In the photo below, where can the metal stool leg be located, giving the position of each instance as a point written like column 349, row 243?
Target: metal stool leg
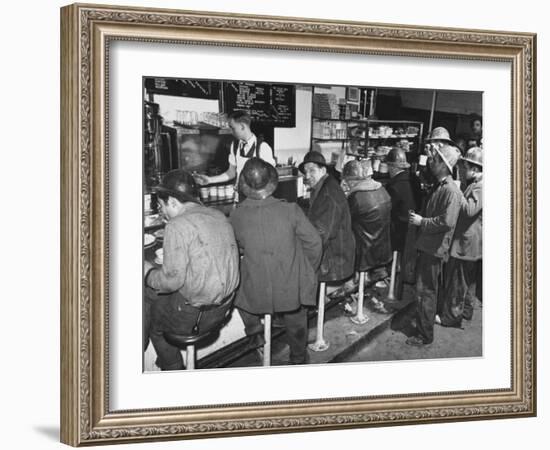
column 360, row 317
column 391, row 292
column 267, row 339
column 190, row 358
column 320, row 345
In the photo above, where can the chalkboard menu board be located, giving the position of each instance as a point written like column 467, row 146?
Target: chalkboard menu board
column 184, row 87
column 273, row 104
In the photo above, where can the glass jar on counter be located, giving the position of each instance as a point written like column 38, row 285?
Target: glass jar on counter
column 213, row 193
column 229, row 191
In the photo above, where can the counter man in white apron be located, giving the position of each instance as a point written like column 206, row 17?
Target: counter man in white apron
column 245, row 146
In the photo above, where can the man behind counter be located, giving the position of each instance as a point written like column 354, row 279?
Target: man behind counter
column 245, row 146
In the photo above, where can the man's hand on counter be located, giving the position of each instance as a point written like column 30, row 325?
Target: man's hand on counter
column 146, row 266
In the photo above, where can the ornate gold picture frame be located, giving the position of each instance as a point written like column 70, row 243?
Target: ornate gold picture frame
column 87, row 31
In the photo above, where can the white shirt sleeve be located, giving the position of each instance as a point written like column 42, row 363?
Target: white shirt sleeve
column 232, row 158
column 266, row 153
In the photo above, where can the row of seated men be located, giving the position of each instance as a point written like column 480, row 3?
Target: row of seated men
column 269, row 256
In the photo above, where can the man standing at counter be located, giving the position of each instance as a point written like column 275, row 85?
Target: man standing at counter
column 329, row 213
column 436, row 228
column 245, row 146
column 200, row 267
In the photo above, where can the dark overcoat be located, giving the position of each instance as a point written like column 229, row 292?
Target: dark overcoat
column 370, row 207
column 281, row 252
column 467, row 240
column 402, row 200
column 329, row 213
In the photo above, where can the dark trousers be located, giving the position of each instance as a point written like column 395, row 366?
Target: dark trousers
column 458, row 297
column 295, row 323
column 428, row 273
column 170, row 313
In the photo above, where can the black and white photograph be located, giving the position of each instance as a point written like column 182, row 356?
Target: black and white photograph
column 293, row 224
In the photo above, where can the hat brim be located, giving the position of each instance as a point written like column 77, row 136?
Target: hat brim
column 449, row 166
column 259, row 194
column 398, row 165
column 181, row 196
column 449, row 141
column 471, row 161
column 302, row 165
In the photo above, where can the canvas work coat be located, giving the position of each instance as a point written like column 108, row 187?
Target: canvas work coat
column 329, row 214
column 439, row 222
column 467, row 240
column 370, row 208
column 281, row 252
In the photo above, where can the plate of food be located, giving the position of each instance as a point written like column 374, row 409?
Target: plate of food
column 148, row 240
column 153, row 220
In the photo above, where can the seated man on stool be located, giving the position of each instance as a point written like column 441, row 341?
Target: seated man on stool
column 281, row 252
column 200, row 267
column 370, row 208
column 329, row 214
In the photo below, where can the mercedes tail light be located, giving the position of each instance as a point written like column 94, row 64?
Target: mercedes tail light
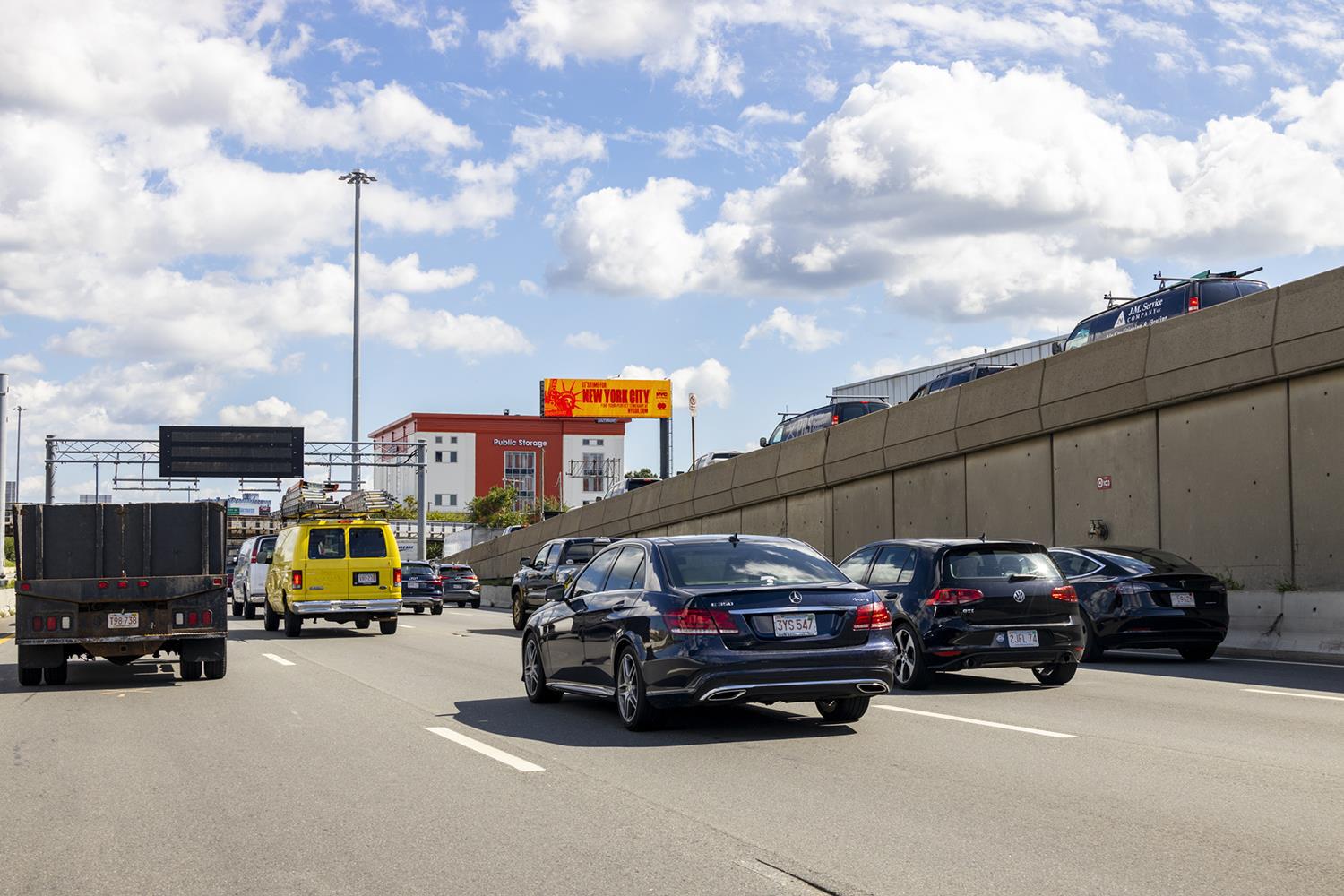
#####
## THE TASK
The complete material, set down exactly and stripped of pictures, is the expected response.

## WRITTEN RESPONSE
In the photo below, where can the metal stool leg be located, giving the position of each instance as a point written like column 349, row 243?
Target: metal stool leg
column 360, row 317
column 391, row 292
column 267, row 339
column 190, row 358
column 320, row 345
In the photo above, where can the chalkboard menu board be located, giving the position of each instance as a point written like column 467, row 146?
Target: chalkboard menu board
column 184, row 87
column 273, row 104
In the photo above, where can the glass jar on counter be located, giving the position of each instance as a point written like column 38, row 285?
Target: glass jar on counter
column 213, row 193
column 229, row 191
In the photo above, where can the counter man in white apron be located, giving the position of each instance as a point written like column 206, row 17?
Target: counter man in white apron
column 245, row 146
In the photo above, where can the man behind counter be located, giving the position of each instance as a point written like column 354, row 279?
Target: man behind counter
column 245, row 146
In the photo above, where can the man's hand on counter be located, giving the position of each instance as a point written like column 30, row 325?
Target: man's hand on counter
column 146, row 266
In the photo above, where can the ornate gold picture frame be located, giving the position of each instance as a point written like column 70, row 243?
Target: ornate gold picture frame
column 87, row 31
In the photo above, where can the white shirt sleeve be located, giving the position of each instance as a point written like column 42, row 363?
Target: white shirt sleeve
column 232, row 158
column 266, row 153
In the photo above, where can the row of seated men be located, giving the position of each instance as a point written like column 480, row 3?
Target: row of seated men
column 269, row 256
In the photo above, where can the man standing at counter be located, giving the position of each instance as a point written like column 275, row 85?
Target: man standing at counter
column 329, row 213
column 436, row 228
column 245, row 146
column 200, row 267
In the photo above, where can the dark overcoat be located, giving the position of each instance as a point written like column 229, row 292?
Target: dark overcoat
column 370, row 207
column 281, row 252
column 467, row 240
column 402, row 200
column 329, row 213
In the photo above, where can the dark trousers be located, giving the position of each instance as a point written like column 395, row 366?
Target: dark trousers
column 458, row 297
column 295, row 323
column 428, row 273
column 170, row 313
In the photo above, where can the black and white photograph be located, giving the position of each instance as a point written like column 182, row 356?
Target: black and white photograph
column 293, row 224
In the photo above, where can the hat brim be located, giving the position of each instance as a point written like column 77, row 136?
Target: hat brim
column 449, row 166
column 259, row 194
column 398, row 165
column 181, row 196
column 449, row 141
column 471, row 161
column 302, row 165
In the photo above, where can the canvas work coat be located, giving the position of each instance as a point written like column 108, row 187?
Target: canvas work coat
column 329, row 214
column 439, row 222
column 467, row 240
column 370, row 208
column 281, row 252
In the photo above, where can the plate of food be located, giving the position of each instance as a point written like column 374, row 409?
Target: plate of food
column 148, row 240
column 153, row 220
In the photo above, where can the seated man on stool be located, giving the position of each instance as a point written like column 441, row 341?
Target: seated man on stool
column 281, row 252
column 200, row 267
column 370, row 208
column 329, row 214
In the photo below, where can the mercedes tail light be located, giving the position of each instance as a point written like column 94, row 64?
Target: mercedes tail light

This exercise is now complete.